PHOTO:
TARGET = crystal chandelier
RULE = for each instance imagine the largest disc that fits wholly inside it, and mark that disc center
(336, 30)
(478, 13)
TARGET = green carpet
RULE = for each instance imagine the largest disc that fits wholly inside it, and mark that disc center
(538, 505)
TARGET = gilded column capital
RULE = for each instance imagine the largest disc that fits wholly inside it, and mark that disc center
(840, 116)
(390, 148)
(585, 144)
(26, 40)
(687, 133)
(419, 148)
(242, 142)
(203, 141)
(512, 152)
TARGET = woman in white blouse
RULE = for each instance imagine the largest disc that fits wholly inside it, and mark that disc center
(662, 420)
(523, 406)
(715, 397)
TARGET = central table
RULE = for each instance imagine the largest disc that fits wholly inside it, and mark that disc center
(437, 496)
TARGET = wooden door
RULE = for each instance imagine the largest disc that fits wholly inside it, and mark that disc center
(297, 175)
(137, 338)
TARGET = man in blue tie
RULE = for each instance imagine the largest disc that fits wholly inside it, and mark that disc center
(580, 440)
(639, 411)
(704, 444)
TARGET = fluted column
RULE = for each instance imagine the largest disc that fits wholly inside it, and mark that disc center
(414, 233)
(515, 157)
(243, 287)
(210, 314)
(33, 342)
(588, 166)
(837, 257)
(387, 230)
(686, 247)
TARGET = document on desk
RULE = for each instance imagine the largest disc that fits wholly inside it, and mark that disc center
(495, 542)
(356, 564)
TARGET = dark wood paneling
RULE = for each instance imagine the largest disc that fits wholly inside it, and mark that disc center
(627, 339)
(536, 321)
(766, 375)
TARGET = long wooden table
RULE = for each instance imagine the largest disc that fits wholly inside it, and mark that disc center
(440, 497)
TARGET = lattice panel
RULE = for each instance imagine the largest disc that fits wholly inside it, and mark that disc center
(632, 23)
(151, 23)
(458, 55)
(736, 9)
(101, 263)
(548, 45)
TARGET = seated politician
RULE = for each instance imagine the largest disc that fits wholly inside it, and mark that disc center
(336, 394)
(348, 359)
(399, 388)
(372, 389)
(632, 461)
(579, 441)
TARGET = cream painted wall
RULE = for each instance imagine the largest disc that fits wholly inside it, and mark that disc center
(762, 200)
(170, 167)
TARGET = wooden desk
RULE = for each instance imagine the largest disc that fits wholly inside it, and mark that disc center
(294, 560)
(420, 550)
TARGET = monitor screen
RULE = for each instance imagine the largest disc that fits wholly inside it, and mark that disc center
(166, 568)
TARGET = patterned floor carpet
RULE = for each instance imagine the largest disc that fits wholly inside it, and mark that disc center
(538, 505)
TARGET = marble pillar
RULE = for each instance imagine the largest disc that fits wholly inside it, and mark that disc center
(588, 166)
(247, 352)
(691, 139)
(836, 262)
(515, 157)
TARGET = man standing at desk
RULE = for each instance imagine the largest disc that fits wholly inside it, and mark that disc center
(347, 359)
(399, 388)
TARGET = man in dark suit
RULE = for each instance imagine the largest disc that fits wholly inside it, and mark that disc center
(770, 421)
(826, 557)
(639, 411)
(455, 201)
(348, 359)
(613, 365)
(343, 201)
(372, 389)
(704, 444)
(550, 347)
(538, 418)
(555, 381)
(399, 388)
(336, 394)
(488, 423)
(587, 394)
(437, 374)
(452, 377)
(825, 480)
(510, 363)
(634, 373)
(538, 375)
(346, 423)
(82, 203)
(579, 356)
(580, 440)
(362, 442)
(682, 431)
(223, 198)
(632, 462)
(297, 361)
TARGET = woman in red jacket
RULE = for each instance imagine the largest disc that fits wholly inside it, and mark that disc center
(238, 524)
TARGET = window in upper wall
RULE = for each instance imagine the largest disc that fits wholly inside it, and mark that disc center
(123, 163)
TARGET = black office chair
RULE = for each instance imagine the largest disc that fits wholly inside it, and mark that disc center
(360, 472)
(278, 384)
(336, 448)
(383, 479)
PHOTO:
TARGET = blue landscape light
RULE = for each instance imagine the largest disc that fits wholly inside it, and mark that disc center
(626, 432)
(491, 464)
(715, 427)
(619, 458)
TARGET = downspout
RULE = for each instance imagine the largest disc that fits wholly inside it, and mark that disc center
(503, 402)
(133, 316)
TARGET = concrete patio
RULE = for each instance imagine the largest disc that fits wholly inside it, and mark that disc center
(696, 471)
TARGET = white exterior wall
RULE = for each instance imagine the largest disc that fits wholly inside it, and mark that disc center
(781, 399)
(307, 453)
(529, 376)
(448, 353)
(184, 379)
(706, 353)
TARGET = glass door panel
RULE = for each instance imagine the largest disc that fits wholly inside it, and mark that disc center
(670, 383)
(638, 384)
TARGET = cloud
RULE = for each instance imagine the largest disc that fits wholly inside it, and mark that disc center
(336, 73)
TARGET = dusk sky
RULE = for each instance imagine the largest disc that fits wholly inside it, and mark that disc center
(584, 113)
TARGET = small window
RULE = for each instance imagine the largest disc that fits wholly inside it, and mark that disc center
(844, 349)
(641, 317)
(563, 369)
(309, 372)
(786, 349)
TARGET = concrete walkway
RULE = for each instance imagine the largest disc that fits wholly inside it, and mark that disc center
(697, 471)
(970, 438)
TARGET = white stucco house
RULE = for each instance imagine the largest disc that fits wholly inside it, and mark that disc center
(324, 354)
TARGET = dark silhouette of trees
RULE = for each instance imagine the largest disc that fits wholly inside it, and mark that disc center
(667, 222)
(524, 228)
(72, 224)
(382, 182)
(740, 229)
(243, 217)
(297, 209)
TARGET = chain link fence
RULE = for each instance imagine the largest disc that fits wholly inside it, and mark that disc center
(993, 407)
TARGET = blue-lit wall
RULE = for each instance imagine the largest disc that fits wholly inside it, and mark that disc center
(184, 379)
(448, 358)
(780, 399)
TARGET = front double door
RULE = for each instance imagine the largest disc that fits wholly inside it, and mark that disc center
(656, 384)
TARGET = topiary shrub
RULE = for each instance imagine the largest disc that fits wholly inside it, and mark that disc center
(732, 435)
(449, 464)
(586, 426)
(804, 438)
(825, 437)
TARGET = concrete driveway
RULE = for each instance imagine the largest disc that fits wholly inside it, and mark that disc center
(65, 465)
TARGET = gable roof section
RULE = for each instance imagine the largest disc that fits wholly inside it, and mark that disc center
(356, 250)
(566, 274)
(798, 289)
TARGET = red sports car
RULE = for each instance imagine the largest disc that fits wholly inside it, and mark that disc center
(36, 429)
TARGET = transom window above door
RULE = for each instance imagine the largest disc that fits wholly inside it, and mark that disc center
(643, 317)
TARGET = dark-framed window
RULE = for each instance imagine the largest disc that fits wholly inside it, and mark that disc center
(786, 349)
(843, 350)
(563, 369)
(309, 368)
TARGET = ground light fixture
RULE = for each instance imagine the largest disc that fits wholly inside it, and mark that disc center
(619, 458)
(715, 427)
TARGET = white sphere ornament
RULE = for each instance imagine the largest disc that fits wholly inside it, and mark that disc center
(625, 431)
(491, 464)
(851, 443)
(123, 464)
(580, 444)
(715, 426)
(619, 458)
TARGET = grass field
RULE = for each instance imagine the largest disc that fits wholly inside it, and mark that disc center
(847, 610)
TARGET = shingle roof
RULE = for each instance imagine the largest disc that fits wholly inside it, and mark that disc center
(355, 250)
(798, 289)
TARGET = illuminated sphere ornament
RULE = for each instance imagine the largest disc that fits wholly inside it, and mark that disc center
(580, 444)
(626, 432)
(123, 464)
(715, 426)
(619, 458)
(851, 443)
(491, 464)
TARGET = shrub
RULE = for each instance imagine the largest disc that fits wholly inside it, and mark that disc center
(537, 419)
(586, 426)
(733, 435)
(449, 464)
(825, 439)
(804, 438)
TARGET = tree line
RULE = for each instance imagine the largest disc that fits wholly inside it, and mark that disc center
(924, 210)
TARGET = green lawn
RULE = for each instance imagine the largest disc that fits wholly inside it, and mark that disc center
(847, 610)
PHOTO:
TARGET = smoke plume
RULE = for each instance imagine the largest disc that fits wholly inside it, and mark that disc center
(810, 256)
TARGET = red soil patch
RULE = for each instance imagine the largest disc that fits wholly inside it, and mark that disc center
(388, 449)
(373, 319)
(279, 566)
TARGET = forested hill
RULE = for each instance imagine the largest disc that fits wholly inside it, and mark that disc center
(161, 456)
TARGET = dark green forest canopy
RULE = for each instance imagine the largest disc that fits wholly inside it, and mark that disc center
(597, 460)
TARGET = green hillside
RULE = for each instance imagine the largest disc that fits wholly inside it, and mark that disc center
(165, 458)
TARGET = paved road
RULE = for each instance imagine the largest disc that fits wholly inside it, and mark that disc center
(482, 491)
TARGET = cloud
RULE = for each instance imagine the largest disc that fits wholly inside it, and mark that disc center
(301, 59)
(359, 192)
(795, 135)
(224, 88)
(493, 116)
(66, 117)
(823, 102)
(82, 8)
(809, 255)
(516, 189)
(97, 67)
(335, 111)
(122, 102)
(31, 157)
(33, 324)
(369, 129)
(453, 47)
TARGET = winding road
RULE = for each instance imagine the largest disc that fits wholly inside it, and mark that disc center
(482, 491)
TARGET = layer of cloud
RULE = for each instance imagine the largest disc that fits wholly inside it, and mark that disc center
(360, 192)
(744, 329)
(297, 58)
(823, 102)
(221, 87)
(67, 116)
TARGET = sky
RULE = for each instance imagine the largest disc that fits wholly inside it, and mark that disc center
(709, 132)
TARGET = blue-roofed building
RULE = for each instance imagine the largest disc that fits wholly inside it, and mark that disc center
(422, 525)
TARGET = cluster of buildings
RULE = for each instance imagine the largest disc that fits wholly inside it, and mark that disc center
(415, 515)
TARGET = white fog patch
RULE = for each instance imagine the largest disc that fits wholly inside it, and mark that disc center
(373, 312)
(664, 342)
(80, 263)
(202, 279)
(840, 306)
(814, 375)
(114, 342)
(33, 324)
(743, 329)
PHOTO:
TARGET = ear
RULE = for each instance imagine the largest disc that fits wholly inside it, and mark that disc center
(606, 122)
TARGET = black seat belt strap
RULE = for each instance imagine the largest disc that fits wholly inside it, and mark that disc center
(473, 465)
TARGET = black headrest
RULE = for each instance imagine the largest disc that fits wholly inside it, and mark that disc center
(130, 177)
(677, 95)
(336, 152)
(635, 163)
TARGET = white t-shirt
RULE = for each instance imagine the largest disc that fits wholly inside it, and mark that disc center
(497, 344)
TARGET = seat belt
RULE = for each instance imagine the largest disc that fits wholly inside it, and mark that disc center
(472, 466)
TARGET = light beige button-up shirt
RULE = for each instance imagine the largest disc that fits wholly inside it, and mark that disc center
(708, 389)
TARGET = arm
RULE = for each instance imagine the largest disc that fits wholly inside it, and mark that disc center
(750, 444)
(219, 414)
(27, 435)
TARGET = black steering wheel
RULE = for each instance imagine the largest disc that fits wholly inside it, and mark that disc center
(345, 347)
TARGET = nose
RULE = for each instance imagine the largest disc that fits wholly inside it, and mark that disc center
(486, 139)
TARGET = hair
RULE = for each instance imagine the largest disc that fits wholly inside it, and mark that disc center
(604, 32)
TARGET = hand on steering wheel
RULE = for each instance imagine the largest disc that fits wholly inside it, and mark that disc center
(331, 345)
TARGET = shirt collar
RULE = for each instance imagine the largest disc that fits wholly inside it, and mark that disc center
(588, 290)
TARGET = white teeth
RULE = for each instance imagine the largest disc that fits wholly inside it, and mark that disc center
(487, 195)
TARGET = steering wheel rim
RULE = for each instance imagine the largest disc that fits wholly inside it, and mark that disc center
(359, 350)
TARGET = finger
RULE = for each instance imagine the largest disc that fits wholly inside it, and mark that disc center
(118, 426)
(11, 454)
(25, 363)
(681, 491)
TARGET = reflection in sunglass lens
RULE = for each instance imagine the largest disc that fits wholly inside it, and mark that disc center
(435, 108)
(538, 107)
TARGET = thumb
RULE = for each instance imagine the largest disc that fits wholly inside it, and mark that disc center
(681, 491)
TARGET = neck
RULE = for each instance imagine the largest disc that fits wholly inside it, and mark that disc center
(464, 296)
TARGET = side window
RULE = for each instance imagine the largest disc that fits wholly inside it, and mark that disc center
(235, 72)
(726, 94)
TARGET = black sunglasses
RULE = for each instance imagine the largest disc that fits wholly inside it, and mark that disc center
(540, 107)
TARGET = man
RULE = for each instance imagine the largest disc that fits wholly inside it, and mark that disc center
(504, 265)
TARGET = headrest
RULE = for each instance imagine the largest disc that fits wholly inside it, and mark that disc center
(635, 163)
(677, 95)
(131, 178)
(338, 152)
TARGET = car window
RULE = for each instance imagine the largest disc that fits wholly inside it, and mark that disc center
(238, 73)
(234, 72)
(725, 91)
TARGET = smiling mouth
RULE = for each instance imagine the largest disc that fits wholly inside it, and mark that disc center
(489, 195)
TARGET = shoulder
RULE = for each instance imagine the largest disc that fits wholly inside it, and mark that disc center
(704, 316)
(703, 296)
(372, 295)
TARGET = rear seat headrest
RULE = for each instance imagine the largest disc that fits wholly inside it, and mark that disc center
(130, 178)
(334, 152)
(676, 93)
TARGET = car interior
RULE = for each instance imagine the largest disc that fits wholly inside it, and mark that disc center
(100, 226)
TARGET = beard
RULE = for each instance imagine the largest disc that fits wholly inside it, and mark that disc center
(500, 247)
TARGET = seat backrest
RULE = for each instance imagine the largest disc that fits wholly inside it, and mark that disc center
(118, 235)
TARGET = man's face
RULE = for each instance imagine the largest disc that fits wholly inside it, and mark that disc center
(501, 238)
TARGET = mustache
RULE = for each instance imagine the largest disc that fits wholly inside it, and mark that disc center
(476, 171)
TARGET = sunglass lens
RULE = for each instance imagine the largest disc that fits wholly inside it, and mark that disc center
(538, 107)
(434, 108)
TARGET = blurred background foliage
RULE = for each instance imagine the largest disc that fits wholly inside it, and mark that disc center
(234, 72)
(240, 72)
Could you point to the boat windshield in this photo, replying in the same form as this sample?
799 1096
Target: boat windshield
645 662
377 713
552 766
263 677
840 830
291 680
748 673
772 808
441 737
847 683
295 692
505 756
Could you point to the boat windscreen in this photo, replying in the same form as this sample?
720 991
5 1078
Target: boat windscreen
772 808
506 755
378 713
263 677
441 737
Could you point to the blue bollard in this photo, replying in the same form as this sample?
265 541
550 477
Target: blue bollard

-=-=-

▶ _Task goal_: Where the line holding "TARGET = gilded column capital" appears in the listing above, start reproducing exactly, and end with the line holding "TARGET = wooden door".

▶ _Answer area_:
TARGET = gilded column capital
RULE = for each instance imagine the largest disc that fits wholly inside it, and mark that disc center
(840, 116)
(390, 148)
(585, 144)
(26, 40)
(687, 133)
(419, 148)
(242, 142)
(203, 141)
(512, 152)
TARGET = woman in white blouse
RULE = for each instance imagine the largest disc that fits wholly inside it, and mark that disc center
(662, 420)
(523, 406)
(715, 397)
TARGET = central table
RULE = for each instance imagine the largest disc that fits wholly inside it, and mark that disc center
(437, 496)
TARGET = wooden door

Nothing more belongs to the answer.